TRANSFER SAGA:Knicks will search for next great player but don’t want to disrupt their culture…

The day before the loss that ended the New York Knicks’ season, OG Anunoby pitched his head coach.

Anunoby had not played since Game 2 of the group’s second-round series against the Indiana Pacers, a battle that would end in his team’s seven-game demise. The 26-year-old forward was not running yet, still nursing the hamstring he strained 11 days earlier. But with the Knicks one defeat away from elimination and with the rest of the roster reeling, all notions of what should be considered healthy vanished.

“I wanted to at least try and help my teammates. … I wanted to at least be out there,” Anuboby said.

So that’s what he told Tom Thibodeau.

The Knicks were fighting for their lives, and Anunoby, hamstring be damned, wanted to play. He must have made a persuasive argument.

Anunoby started Game 7 on Sunday against the Pacers but moved as if he were taking a Willis Reed impression too far. He could not sprint, defend and drive. Thibodeau removed him from the game less than five minutes after tipoff and never subbed him back in.

“I just didn’t feel like he was moving well,” Thibodeau said. “It didn’t make sense.”

A man famous for approaching every game as if it were his team’s last was the one who had to save Anunoby from himself.

Such was the way of this season’s Knicks, who lost Game 7 to the Pacers 130-109 ending their playoff run one win short of the Eastern Conference finals. New York gave and gave until it had nothing left.

“This group, we didn’t make excuses for anything,” Jalen Brunson said. “If things happened, we moved forward with what we had. Obviously, we want everyone healthy. I think that’s the most important thing, but I think as a group, we had that mindset of next man up. We really took that to heart.”

Anunoby was one of many.

Dataset entries
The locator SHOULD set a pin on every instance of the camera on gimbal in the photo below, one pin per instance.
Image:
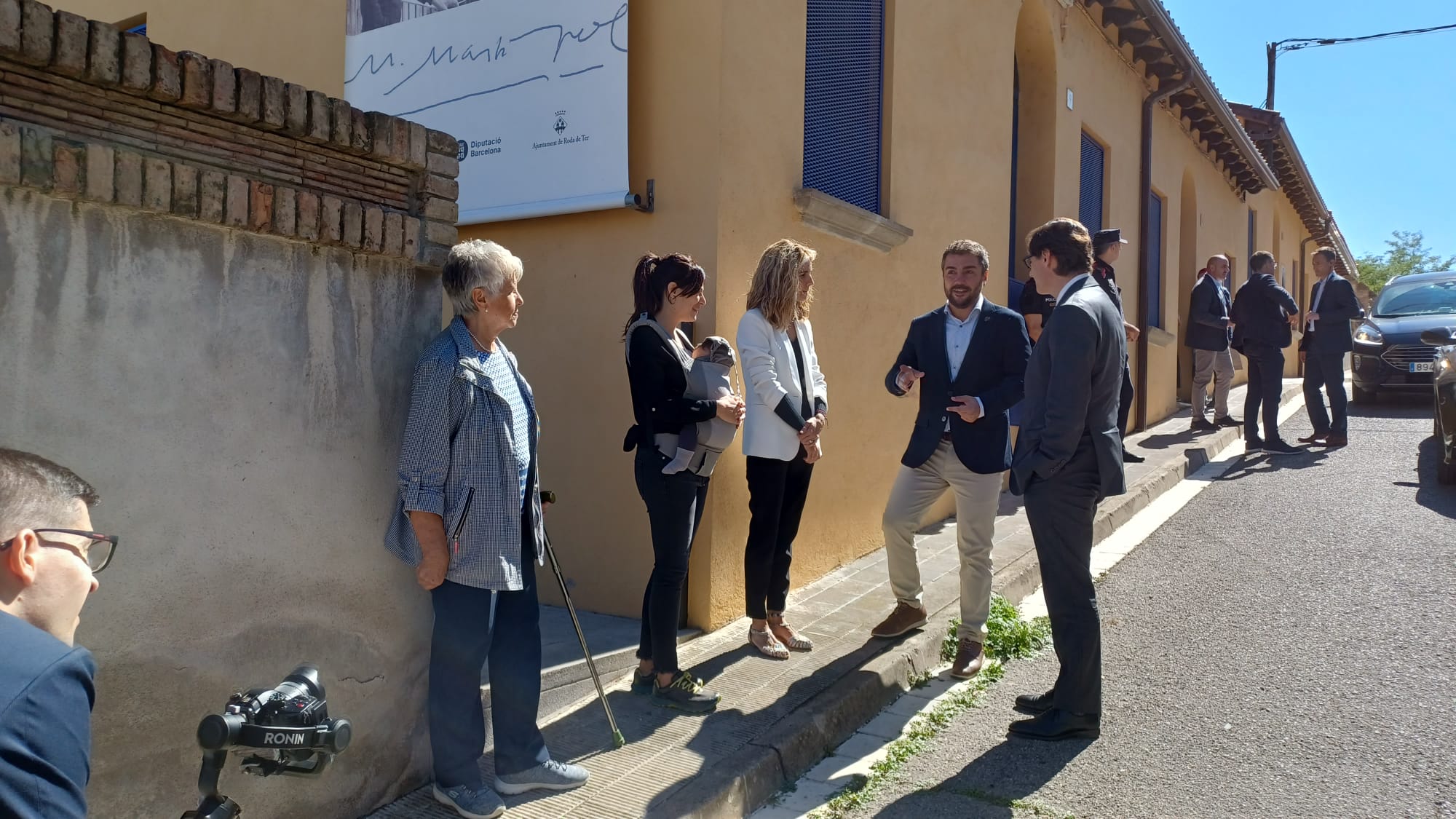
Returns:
(282, 730)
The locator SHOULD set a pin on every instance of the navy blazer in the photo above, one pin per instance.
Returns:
(1339, 306)
(1072, 392)
(994, 371)
(1209, 315)
(47, 692)
(1262, 312)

= EXERCISE INSTRUCTIONS =
(1) In the Knicks article, what was the final score of Game 7 against the Pacers?
(2) For each statement, say whether the Knicks article agrees, quoting the text that decides it. (a) Anunoby's hamstring injury happened 11 days before his talk with his coach. (b) Thibodeau put Anunoby back into Game 7 later in the game. (c) Anunoby is 26 years old.
(3) Reproduce the passage of the Knicks article word for word, between "Anunoby started Game" and "him back in.", inclusive.

= ANSWERS TO EACH TASK =
(1) The Pacers won 130-109.

(2)
(a) Yes: "still nursing the hamstring he strained 11 days earlier."
(b) No: "Thibodeau removed him from the game less than five minutes after tipoff and never subbed him back in."
(c) Yes: "The 26-year-old forward"

(3)
Anunoby started Game 7 on Sunday against the Pacers but moved as if he were taking a Willis Reed impression too far. He could not sprint, defend and drive. Thibodeau removed him from the game less than five minutes after tipoff and never subbed him back in.